ABOUT THIS TASK
The records below are to be transcribed word for word.

◇ ◇ ◇

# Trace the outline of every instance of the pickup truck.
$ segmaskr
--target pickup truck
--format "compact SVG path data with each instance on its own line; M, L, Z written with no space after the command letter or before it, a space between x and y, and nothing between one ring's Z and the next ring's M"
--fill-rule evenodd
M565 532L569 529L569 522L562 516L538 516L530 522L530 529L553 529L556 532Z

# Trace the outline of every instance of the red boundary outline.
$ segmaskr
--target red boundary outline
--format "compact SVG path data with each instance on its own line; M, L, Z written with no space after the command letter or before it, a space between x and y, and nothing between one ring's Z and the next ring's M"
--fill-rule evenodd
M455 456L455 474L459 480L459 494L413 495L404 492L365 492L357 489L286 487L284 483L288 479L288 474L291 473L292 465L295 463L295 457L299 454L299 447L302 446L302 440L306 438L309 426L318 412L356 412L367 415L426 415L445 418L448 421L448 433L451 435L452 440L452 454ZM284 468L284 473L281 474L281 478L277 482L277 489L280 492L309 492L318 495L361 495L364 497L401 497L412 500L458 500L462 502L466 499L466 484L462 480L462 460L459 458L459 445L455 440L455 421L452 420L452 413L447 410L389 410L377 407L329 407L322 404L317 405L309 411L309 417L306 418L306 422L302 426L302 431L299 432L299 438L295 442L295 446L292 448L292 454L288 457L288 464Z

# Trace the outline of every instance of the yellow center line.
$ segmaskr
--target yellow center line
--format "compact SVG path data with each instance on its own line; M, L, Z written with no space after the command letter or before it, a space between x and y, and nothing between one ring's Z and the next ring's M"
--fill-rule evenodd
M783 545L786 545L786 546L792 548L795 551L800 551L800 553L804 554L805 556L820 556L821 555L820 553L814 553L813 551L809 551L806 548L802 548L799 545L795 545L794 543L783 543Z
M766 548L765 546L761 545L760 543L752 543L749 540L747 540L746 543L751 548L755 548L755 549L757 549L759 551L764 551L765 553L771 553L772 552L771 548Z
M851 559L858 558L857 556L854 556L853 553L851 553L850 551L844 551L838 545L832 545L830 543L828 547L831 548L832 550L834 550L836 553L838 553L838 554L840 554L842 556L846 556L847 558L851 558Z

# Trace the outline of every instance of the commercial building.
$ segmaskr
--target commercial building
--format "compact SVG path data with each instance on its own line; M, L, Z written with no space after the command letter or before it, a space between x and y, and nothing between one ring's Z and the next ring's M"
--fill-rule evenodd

◇ ◇ ◇

RESULT OF THIS TASK
# Trace the outline of every instance of the pickup truck.
$ segmaskr
--target pickup truck
--format "compact SVG path data with each instance on its own line; M, L, Z written with no space after the command letter or before it, a space between x and y, and nothing between one ring's Z and the next ring's M"
--fill-rule evenodd
M565 532L569 529L569 522L562 516L538 516L530 522L530 529L553 529L556 532Z

# Trace the outline of every instance of the red boundary outline.
$ segmaskr
--target red boundary outline
--format "compact SVG path data with each instance on its own line; M, L, Z written with no space after the command letter or before it, a space between x and y, and nothing between one ring's Z and the next ring's M"
--fill-rule evenodd
M455 456L455 474L459 480L459 494L413 495L404 492L365 492L357 489L286 487L284 483L288 479L288 474L291 473L292 465L295 463L295 457L299 454L299 447L302 446L302 440L306 438L309 426L318 412L356 412L367 415L426 415L445 418L448 421L448 433L451 435L452 440L452 454ZM284 468L284 473L281 474L281 478L277 482L277 489L280 492L309 492L318 495L361 495L364 497L401 497L412 500L458 500L462 502L466 499L466 484L462 480L462 460L459 458L459 445L455 440L455 421L452 420L452 413L447 410L389 410L377 407L329 407L322 404L317 405L309 411L309 417L306 418L306 422L302 426L302 431L299 432L299 438L295 442L295 446L292 448L292 454L288 457L288 464Z

# Trace the outline of every instance of the yellow center line.
$ segmaskr
--target yellow center line
--format "compact SVG path data with each instance on its own line; M, L, Z written with no space after the command letter or before it, a space between x and y, and nothing between one ring's Z and the next ring's M"
--fill-rule evenodd
M783 545L786 545L786 546L792 548L795 551L800 551L800 553L804 554L805 556L820 556L821 555L820 553L814 553L813 551L809 551L806 548L802 548L799 545L795 545L794 543L783 543Z
M766 548L765 546L761 545L760 543L752 543L749 540L747 540L746 543L751 548L755 548L755 549L757 549L759 551L764 551L765 553L771 553L772 552L771 548Z
M851 559L858 558L857 556L854 556L853 553L851 553L850 551L844 551L838 545L832 545L830 543L828 547L831 548L832 550L834 550L836 553L838 553L838 554L840 554L842 556L846 556L847 558L851 558Z

# Trace the outline of every instance of the commercial building.
$ segmaskr
--target commercial building
--format "compact SVG path data with each instance on its own line; M, L, Z written with no space after the command letter or before it, a space between x and y, and nothing between one ring's Z and the next ring's M"
--fill-rule evenodd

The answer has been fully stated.